Please copy, exactly as they appear below, the lines from the one containing "<point>270,3</point>" through the one containing "<point>215,368</point>".

──────── Material provided

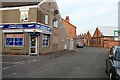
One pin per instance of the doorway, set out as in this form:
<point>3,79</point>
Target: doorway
<point>33,45</point>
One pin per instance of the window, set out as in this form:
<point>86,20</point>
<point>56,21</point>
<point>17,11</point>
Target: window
<point>45,41</point>
<point>55,22</point>
<point>24,15</point>
<point>14,40</point>
<point>46,19</point>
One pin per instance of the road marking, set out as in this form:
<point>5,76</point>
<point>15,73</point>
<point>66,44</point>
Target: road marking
<point>11,74</point>
<point>6,68</point>
<point>7,62</point>
<point>16,62</point>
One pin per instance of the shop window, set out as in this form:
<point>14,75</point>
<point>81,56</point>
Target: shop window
<point>14,40</point>
<point>55,22</point>
<point>24,15</point>
<point>45,40</point>
<point>46,19</point>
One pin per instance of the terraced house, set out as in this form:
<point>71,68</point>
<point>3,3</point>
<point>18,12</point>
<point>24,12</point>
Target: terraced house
<point>32,28</point>
<point>104,36</point>
<point>71,32</point>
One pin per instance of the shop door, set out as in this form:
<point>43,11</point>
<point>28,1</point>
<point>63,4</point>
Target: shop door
<point>33,45</point>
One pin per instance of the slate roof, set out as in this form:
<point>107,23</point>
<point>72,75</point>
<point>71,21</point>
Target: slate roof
<point>14,3</point>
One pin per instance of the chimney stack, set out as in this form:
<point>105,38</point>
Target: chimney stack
<point>67,19</point>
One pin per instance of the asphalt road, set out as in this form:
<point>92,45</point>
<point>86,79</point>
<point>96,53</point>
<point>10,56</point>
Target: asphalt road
<point>85,62</point>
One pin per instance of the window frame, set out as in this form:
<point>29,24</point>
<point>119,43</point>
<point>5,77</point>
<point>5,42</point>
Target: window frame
<point>45,41</point>
<point>25,12</point>
<point>14,41</point>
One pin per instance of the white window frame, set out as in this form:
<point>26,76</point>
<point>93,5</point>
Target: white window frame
<point>56,23</point>
<point>24,14</point>
<point>46,19</point>
<point>45,41</point>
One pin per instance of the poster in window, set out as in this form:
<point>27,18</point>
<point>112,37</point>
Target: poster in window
<point>9,41</point>
<point>18,41</point>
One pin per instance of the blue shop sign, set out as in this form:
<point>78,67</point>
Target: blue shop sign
<point>26,26</point>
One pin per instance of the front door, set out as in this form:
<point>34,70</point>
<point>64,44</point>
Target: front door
<point>33,45</point>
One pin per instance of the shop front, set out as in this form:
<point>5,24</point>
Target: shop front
<point>25,38</point>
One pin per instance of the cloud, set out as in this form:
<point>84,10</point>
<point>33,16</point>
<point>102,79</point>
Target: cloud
<point>87,14</point>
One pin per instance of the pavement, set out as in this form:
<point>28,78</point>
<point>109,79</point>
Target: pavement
<point>87,62</point>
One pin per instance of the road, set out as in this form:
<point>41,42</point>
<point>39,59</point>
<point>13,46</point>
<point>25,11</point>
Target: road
<point>85,62</point>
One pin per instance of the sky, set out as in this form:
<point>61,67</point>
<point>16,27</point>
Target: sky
<point>86,15</point>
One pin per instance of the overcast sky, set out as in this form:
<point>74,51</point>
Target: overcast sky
<point>87,15</point>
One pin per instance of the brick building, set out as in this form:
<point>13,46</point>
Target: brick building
<point>104,37</point>
<point>71,32</point>
<point>32,28</point>
<point>81,39</point>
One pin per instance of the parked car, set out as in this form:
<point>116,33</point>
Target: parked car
<point>113,63</point>
<point>79,45</point>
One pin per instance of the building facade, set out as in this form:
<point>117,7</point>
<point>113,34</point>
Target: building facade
<point>32,29</point>
<point>104,37</point>
<point>71,32</point>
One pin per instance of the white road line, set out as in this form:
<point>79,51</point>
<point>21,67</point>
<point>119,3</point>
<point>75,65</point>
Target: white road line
<point>6,68</point>
<point>16,62</point>
<point>34,60</point>
<point>11,74</point>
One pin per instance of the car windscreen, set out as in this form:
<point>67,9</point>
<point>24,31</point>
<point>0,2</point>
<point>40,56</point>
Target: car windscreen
<point>117,55</point>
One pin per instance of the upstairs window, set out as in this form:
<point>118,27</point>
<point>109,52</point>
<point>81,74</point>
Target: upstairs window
<point>46,19</point>
<point>24,14</point>
<point>55,22</point>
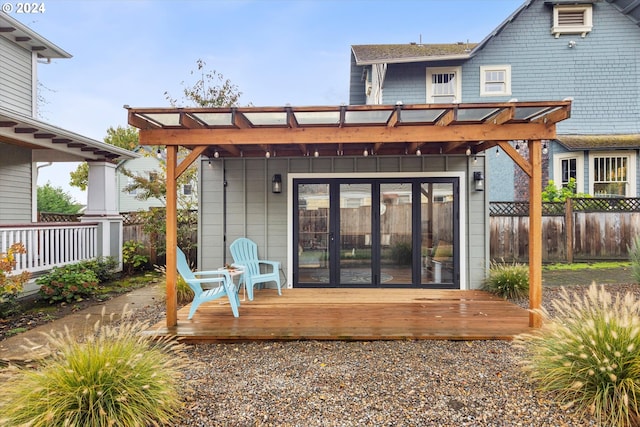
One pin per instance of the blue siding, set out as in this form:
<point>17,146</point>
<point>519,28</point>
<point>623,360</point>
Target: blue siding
<point>601,73</point>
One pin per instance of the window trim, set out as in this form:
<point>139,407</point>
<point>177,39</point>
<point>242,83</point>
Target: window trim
<point>583,29</point>
<point>631,172</point>
<point>441,70</point>
<point>557,169</point>
<point>507,79</point>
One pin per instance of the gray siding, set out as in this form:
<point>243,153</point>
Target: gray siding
<point>15,78</point>
<point>15,184</point>
<point>250,209</point>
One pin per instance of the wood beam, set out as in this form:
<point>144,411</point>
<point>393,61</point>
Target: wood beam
<point>535,233</point>
<point>447,118</point>
<point>553,117</point>
<point>468,133</point>
<point>516,157</point>
<point>504,116</point>
<point>240,121</point>
<point>188,161</point>
<point>172,236</point>
<point>189,122</point>
<point>141,123</point>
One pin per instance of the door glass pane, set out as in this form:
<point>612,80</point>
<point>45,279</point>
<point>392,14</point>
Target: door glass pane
<point>355,234</point>
<point>313,233</point>
<point>437,232</point>
<point>395,233</point>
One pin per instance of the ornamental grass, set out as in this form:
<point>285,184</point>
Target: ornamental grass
<point>114,376</point>
<point>509,281</point>
<point>588,355</point>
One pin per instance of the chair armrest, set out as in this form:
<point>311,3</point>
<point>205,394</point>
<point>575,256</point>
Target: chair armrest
<point>274,264</point>
<point>218,273</point>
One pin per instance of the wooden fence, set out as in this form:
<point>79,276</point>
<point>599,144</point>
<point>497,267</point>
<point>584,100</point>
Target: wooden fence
<point>578,230</point>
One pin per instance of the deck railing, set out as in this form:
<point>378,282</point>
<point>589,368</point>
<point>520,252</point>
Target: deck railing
<point>50,244</point>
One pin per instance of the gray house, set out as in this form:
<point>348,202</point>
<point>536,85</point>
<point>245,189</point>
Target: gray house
<point>27,142</point>
<point>585,50</point>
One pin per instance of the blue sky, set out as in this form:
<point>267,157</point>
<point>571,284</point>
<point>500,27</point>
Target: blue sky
<point>276,51</point>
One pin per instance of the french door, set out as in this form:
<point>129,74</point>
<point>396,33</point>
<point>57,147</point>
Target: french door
<point>380,232</point>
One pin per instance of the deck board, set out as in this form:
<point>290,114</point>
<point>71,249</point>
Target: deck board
<point>354,314</point>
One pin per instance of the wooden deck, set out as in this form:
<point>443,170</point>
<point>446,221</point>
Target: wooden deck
<point>354,314</point>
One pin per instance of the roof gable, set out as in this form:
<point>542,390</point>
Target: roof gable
<point>413,52</point>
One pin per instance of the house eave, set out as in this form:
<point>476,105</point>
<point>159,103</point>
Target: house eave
<point>25,37</point>
<point>51,143</point>
<point>599,142</point>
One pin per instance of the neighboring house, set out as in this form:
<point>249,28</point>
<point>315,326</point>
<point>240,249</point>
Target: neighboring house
<point>588,51</point>
<point>26,142</point>
<point>148,165</point>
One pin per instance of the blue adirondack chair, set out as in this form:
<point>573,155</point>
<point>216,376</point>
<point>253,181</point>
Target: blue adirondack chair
<point>245,254</point>
<point>207,285</point>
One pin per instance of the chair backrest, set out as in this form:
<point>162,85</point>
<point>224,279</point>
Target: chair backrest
<point>183,266</point>
<point>245,252</point>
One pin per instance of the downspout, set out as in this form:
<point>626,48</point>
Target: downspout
<point>34,191</point>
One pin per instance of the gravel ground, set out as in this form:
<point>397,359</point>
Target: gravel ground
<point>382,383</point>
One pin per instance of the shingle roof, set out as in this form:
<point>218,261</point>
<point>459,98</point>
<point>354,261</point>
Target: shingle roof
<point>396,53</point>
<point>600,142</point>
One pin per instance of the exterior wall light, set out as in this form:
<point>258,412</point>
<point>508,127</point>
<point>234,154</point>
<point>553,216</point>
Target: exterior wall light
<point>478,179</point>
<point>276,184</point>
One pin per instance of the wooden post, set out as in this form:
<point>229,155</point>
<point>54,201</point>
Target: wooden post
<point>535,232</point>
<point>172,236</point>
<point>569,228</point>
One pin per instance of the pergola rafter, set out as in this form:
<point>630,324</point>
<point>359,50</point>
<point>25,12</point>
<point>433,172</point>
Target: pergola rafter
<point>434,129</point>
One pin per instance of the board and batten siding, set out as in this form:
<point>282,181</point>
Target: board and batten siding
<point>16,71</point>
<point>246,207</point>
<point>15,184</point>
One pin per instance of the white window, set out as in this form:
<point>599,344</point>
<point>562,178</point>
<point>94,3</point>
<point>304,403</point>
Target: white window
<point>495,80</point>
<point>572,19</point>
<point>612,174</point>
<point>130,182</point>
<point>443,85</point>
<point>567,166</point>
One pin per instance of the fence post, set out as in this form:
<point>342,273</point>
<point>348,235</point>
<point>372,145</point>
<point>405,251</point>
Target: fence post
<point>569,228</point>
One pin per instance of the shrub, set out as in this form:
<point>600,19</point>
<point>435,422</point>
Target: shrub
<point>114,376</point>
<point>588,355</point>
<point>103,267</point>
<point>67,284</point>
<point>634,254</point>
<point>509,281</point>
<point>132,259</point>
<point>184,292</point>
<point>10,285</point>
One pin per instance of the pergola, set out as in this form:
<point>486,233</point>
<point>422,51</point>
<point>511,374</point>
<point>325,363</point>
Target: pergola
<point>354,130</point>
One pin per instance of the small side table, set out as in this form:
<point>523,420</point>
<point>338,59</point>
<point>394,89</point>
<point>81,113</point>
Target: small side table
<point>237,273</point>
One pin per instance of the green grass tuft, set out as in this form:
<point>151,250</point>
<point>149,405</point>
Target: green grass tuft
<point>588,355</point>
<point>113,377</point>
<point>510,281</point>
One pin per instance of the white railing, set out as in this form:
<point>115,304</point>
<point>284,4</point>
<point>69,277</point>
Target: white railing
<point>50,244</point>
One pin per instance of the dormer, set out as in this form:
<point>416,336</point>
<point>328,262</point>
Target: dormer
<point>572,18</point>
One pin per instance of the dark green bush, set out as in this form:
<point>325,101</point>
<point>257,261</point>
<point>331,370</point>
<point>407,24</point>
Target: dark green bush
<point>634,254</point>
<point>67,284</point>
<point>103,267</point>
<point>510,281</point>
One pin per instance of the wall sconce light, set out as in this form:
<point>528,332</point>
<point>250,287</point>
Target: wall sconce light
<point>478,179</point>
<point>276,184</point>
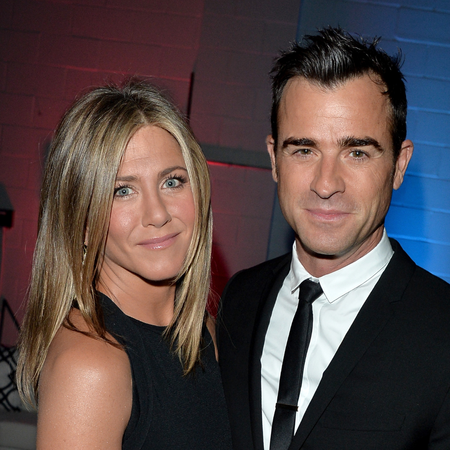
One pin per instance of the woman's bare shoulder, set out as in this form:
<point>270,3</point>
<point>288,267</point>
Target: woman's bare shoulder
<point>85,392</point>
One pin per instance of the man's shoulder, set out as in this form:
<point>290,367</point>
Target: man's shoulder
<point>261,271</point>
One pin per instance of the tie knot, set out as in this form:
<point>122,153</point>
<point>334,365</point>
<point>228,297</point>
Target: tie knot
<point>309,291</point>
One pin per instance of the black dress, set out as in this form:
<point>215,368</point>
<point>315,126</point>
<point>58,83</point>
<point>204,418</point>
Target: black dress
<point>170,410</point>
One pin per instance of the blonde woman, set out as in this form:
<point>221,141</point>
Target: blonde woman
<point>116,347</point>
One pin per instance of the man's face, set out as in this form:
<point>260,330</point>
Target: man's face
<point>335,169</point>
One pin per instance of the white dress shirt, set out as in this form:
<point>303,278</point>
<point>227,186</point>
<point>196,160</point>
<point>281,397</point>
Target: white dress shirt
<point>344,293</point>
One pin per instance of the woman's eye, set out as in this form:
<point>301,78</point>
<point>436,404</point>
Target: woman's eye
<point>172,183</point>
<point>122,191</point>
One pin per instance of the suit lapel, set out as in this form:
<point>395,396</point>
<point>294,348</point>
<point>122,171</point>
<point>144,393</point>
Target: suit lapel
<point>375,313</point>
<point>268,298</point>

────────────────

#### Result for this task
<point>270,3</point>
<point>288,267</point>
Target: woman's bare shoulder
<point>85,392</point>
One pin per instance of the man's shoulder, set out as in this form:
<point>290,367</point>
Target: man's shoulder
<point>261,271</point>
One pin per instance of the tie knot, set out as in this form:
<point>122,153</point>
<point>334,365</point>
<point>228,297</point>
Target: tie knot
<point>309,291</point>
One pin per instance of the black dress, set out as in this form:
<point>215,368</point>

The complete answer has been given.